- Задания
(1) Для какого состава инструментов написан опус «Аль-Зикр», согласно фрагменту текста?
(2) Выпишите из фрагмента текста отрывок, начиная со слов «В опусе А. Латифзаде» и заканчивая словами «[12, с. 553].».

Другой таджикский композитор, современник Т. Шахиди - Алишер Латиф-заде - в качестве своего программного замысла к опусу для фортепиано, струнного оркестра и ударных инструментов «Аль-Зикр» (1998) обратился к соответствующему суфийскому обряду. В данном произведении он отходит от картинно-изобразительной, зрелищной трактовки обряда к воспроизведению эмоционального, слухового образа и атмосферы ритуального действа. Как правило, зикр в суфийских братствах начинается в умеренном темпе, в большинстве случаев с произнесения первой части мусульманского символа веры (шахада), а именно: «Нет божества, кроме Бога» (ла илаха илла-Аллаху), которое произносится нечетное количество раз -от 101 до 1001, и по мере продвижения к экстазу темпоритм произнесённой религиозной формулы ускоряется.
Соответственно построен первый раздел одночастного произведения, предваренный небольшим вступлением. Вслед за ним в ритуальную стихию постепенно включается весь состав инструментов. В основе драматургического развития опуса лежат три лейтмотива, которые в силу своего многократного повтора подчёркивают идею суфийского обряда - многократное упоминание имени Аллаха (Нотный пример № 3).
В опусе А. Латифзаде все инструменты (как музыкальные участники действа) равноправны, имеют свою линию развития, и соединены они только в одном - в эмоциональной стихии погружения в обряд. Организация композиции сочинения с ритуальным замыслом подчиняется процессу накопления стихийности и одновременно её конструктивному преодолению. Этому (помимо частых повторов лейтмотивов и их наложения друг на друга) способствует динамизирующее волновое развитие. Музыкальный тонус от плотного наложения не просто изображает картину обряда, а оказывает на слушателей суггестивное воздействие, вызывая эффект погружения в атмосферу ритуального действа. Это тот самый способ создания эффекта магической музыки, о котором пишет Е. Б. Покидько: «.постепенное и неуклонное достижение экстатического транса путём нагнетания эмоционального напряжения» [12, с. 553].

- Исходные данные
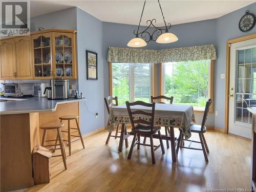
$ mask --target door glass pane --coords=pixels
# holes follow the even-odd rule
[[[243,93],[244,92],[244,79],[238,80],[237,93]]]
[[[252,62],[256,62],[256,48],[252,49]]]
[[[63,54],[64,50],[63,48],[63,35],[60,35],[55,37],[55,59],[56,62],[55,75],[58,77],[64,76],[64,64]]]
[[[33,40],[34,70],[36,77],[51,76],[51,38],[44,35]],[[49,69],[50,67],[50,69]]]
[[[250,63],[251,62],[251,49],[245,50],[245,63]]]
[[[246,109],[243,109],[243,122],[249,123],[249,111]]]
[[[239,79],[241,79],[244,77],[244,65],[242,66],[238,66],[238,78]]]
[[[242,122],[242,109],[236,108],[236,121]]]
[[[63,35],[64,76],[73,76],[72,38]]]
[[[244,63],[244,50],[238,51],[238,64]]]
[[[256,106],[256,63],[253,63],[256,48],[238,51],[235,120],[251,123],[248,106]],[[256,60],[255,60],[256,61]]]

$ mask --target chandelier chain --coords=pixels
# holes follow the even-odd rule
[[[140,23],[141,22],[141,18],[142,18],[142,15],[143,14],[144,8],[145,8],[145,5],[146,4],[146,0],[144,2],[143,8],[142,9],[142,12],[141,12],[141,15],[140,15],[140,22],[139,23],[139,25],[138,26],[138,30],[137,30],[137,33],[139,32],[139,29],[140,26]]]
[[[162,13],[162,16],[163,16],[163,22],[164,22],[164,25],[165,25],[165,28],[167,29],[166,22],[165,22],[165,19],[164,19],[164,16],[163,16],[163,10],[162,10],[162,7],[161,7],[161,4],[160,3],[159,0],[158,0],[158,3],[159,4],[159,7],[160,8],[161,12]]]

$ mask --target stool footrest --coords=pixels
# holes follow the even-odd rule
[[[72,136],[72,137],[80,137],[80,136],[78,135],[78,136],[77,136],[77,135],[71,135],[71,136]]]
[[[50,150],[50,151],[54,151],[54,150],[60,150],[60,148],[56,148],[55,149],[52,148],[52,149],[51,149],[51,150],[48,149],[48,150]]]
[[[46,141],[45,142],[49,142],[49,141],[58,141],[58,139],[52,139],[52,140],[48,140]]]
[[[56,145],[44,145],[44,146],[42,146],[44,147],[45,147],[45,146],[56,146],[56,145],[59,145],[59,144],[57,144]]]
[[[120,138],[121,137],[121,136],[119,136],[118,135],[117,136],[115,136],[115,135],[111,135],[110,137],[117,137],[118,138]]]
[[[72,134],[72,133],[76,133],[76,132],[78,132],[78,131],[74,131],[74,132],[70,132],[70,133]],[[68,131],[61,131],[61,132],[69,133],[69,132]]]

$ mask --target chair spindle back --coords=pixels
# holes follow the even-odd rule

- Ответы
(1) Для фортепиано, струнного оркестра и ударных инструментов.

(2)
В опусе А. Латифзаде все инструменты (как музыкальные участники действа) равноправны, имеют свою линию развития, и соединены они только в одном - в эмоциональной стихии погружения в обряд. Организация композиции сочинения с ритуальным замыслом подчиняется процессу накопления стихийности и одновременно её конструктивному преодолению. Этому (помимо частых повторов лейтмотивов и их наложения друг на друга) способствует динамизирующее волновое развитие. Музыкальный тонус от плотного наложения не просто изображает картину обряда, а оказывает на слушателей суггестивное воздействие, вызывая эффект погружения в атмосферу ритуального действа. Это тот самый способ создания эффекта магической музыки, о котором пишет Е. Б. Покидько: «.постепенное и неуклонное достижение экстатического транса путём нагнетания эмоционального напряжения» [12, с. 553].